What is being asked:
The output must be the data, printed exactly as written.

─── Extracted entries

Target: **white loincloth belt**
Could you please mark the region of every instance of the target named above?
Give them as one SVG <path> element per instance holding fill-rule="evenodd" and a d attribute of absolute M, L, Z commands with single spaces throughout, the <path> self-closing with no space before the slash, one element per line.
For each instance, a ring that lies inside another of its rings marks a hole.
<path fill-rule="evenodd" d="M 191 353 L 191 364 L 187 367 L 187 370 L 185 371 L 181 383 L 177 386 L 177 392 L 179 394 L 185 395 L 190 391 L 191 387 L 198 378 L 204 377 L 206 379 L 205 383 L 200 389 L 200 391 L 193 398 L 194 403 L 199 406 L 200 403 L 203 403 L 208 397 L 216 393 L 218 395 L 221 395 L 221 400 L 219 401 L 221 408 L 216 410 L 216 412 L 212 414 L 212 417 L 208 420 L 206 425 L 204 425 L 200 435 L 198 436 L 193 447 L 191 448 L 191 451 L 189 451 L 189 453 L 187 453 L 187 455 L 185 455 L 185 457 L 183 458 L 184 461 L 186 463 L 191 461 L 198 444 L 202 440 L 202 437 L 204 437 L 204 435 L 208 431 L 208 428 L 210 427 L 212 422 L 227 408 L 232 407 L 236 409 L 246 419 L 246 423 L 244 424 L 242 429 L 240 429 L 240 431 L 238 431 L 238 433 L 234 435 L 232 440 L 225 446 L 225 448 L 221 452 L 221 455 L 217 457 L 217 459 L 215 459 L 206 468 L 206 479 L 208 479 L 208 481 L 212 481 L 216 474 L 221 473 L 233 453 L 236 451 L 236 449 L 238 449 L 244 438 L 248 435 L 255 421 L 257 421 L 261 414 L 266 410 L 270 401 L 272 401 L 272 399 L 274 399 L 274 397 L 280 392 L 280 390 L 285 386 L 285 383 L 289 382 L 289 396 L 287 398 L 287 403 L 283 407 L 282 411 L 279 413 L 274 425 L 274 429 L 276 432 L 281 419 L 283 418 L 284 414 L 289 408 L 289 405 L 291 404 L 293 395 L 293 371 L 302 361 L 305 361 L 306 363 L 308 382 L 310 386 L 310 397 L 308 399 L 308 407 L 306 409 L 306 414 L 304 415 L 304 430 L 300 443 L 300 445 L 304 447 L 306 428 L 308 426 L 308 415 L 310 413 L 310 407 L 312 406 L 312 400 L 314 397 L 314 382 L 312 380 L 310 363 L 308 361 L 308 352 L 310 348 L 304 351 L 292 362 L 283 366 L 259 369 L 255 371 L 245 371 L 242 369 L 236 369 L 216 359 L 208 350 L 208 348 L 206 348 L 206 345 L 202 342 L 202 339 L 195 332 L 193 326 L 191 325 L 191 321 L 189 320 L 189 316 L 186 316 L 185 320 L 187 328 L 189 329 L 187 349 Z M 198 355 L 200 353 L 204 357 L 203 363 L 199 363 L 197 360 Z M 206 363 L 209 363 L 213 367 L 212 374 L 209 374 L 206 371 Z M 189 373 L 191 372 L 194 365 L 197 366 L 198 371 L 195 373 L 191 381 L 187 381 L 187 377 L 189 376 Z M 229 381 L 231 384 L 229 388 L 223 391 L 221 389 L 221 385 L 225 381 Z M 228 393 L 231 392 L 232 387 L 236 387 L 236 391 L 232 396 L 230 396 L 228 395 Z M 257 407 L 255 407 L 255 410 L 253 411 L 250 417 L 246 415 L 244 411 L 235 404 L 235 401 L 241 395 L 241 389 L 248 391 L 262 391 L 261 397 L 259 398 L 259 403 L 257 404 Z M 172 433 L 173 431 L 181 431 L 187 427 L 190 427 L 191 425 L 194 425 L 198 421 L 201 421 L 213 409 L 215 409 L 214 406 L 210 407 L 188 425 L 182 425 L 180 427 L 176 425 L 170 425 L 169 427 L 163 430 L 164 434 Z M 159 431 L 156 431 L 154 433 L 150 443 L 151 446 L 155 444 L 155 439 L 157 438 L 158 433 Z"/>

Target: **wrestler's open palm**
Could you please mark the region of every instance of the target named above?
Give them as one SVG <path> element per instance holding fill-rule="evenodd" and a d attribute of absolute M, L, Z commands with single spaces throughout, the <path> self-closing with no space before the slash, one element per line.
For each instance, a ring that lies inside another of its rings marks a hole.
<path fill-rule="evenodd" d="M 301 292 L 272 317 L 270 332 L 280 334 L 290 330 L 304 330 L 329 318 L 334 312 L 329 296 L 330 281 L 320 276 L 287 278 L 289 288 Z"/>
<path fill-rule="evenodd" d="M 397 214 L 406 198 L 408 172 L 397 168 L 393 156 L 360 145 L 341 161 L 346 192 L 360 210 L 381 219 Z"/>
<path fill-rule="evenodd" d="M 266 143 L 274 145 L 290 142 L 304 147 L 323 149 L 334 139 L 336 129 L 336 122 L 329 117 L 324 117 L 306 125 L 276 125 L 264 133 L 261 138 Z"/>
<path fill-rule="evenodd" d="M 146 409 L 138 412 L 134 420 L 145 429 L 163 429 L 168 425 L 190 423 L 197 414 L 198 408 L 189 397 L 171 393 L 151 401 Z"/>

──────

Response area:
Target: **white loincloth belt**
Could you please mark the region of every instance of the target named above?
Give them as one SVG <path> element per instance holding fill-rule="evenodd" and a d attribute of absolute M, L, Z commands with single spaces throughout, the <path> self-closing with no space before the slash, one element per line.
For each instance, a ring that lies inside another of its rings marks a hole.
<path fill-rule="evenodd" d="M 191 353 L 191 364 L 187 367 L 187 370 L 185 371 L 181 383 L 177 386 L 177 392 L 179 394 L 185 395 L 190 391 L 191 387 L 198 378 L 204 377 L 206 379 L 205 383 L 200 389 L 200 391 L 193 398 L 194 403 L 199 406 L 200 403 L 203 403 L 208 397 L 216 393 L 218 395 L 221 395 L 221 400 L 219 401 L 221 408 L 216 410 L 216 412 L 212 414 L 212 417 L 208 420 L 206 425 L 204 425 L 200 435 L 198 436 L 193 447 L 191 448 L 191 451 L 189 451 L 189 453 L 187 453 L 187 455 L 185 455 L 185 457 L 183 458 L 184 461 L 186 463 L 191 461 L 198 444 L 202 440 L 202 437 L 204 437 L 204 435 L 208 431 L 208 428 L 210 427 L 212 422 L 227 408 L 232 407 L 236 409 L 246 419 L 246 423 L 244 424 L 242 429 L 240 429 L 240 431 L 238 431 L 238 433 L 234 435 L 232 440 L 225 446 L 225 448 L 221 452 L 221 455 L 217 457 L 217 459 L 215 459 L 206 468 L 206 479 L 208 479 L 208 481 L 212 481 L 216 474 L 221 473 L 233 453 L 236 451 L 236 449 L 238 449 L 244 438 L 248 435 L 255 421 L 257 421 L 261 414 L 266 410 L 270 401 L 272 401 L 272 399 L 274 399 L 274 397 L 280 392 L 280 390 L 285 386 L 285 383 L 289 382 L 289 396 L 287 398 L 287 403 L 283 407 L 282 411 L 279 413 L 274 425 L 274 429 L 276 432 L 281 419 L 283 418 L 284 414 L 289 408 L 289 405 L 291 404 L 293 395 L 293 371 L 302 361 L 305 361 L 306 363 L 308 382 L 310 386 L 310 397 L 308 399 L 308 407 L 306 409 L 306 414 L 304 415 L 304 430 L 300 443 L 300 445 L 304 447 L 306 428 L 308 426 L 308 415 L 310 413 L 310 407 L 312 406 L 312 400 L 314 397 L 314 382 L 312 380 L 310 363 L 308 361 L 308 352 L 310 348 L 304 351 L 292 362 L 283 366 L 259 369 L 255 371 L 245 371 L 242 369 L 236 369 L 216 359 L 208 350 L 208 348 L 206 348 L 206 345 L 202 342 L 202 339 L 195 332 L 193 326 L 191 325 L 191 321 L 189 320 L 189 316 L 186 316 L 185 320 L 187 328 L 189 329 L 187 349 Z M 198 355 L 200 353 L 204 357 L 203 363 L 199 363 L 197 360 Z M 206 363 L 209 363 L 213 367 L 212 374 L 209 374 L 206 371 Z M 189 373 L 191 372 L 194 365 L 197 366 L 198 371 L 195 373 L 191 381 L 187 381 L 187 377 L 189 376 Z M 229 381 L 231 384 L 229 388 L 223 391 L 221 389 L 221 385 L 225 381 Z M 228 393 L 231 392 L 232 387 L 236 387 L 236 391 L 232 396 L 230 396 L 228 395 Z M 257 407 L 255 407 L 255 410 L 253 411 L 250 417 L 246 415 L 244 411 L 235 404 L 235 401 L 241 395 L 241 389 L 248 391 L 262 391 L 261 397 L 259 398 L 259 403 L 257 404 Z M 172 433 L 173 431 L 181 431 L 187 427 L 190 427 L 191 425 L 194 425 L 198 421 L 201 421 L 213 409 L 215 409 L 214 406 L 210 407 L 188 425 L 182 425 L 180 427 L 176 425 L 170 425 L 169 427 L 163 430 L 164 434 Z M 159 431 L 156 431 L 154 433 L 150 443 L 151 446 L 155 444 L 155 439 L 157 438 L 158 433 Z"/>

Target: **wrestler's open palm**
Could you please mark the region of every instance of the target named above?
Give them as one SVG <path> element per instance holding fill-rule="evenodd" and a d attribute of absolute M, L, Z commands with single spaces throughout, the <path> self-closing with no space before the slash, one element per line.
For each instance, a ring that lies inside another of its rings marks a hole.
<path fill-rule="evenodd" d="M 301 292 L 272 317 L 270 332 L 280 334 L 290 330 L 304 330 L 329 318 L 334 312 L 329 296 L 330 281 L 320 276 L 287 278 L 289 288 Z"/>
<path fill-rule="evenodd" d="M 397 214 L 406 198 L 408 172 L 397 168 L 393 156 L 360 145 L 341 161 L 346 192 L 360 210 L 381 219 Z"/>
<path fill-rule="evenodd" d="M 266 143 L 274 145 L 290 142 L 304 147 L 323 149 L 334 139 L 336 129 L 336 122 L 329 117 L 324 117 L 306 125 L 276 125 L 264 133 L 261 138 Z"/>
<path fill-rule="evenodd" d="M 146 409 L 138 412 L 134 420 L 145 429 L 163 429 L 168 425 L 190 423 L 197 414 L 198 408 L 189 397 L 171 393 L 151 401 Z"/>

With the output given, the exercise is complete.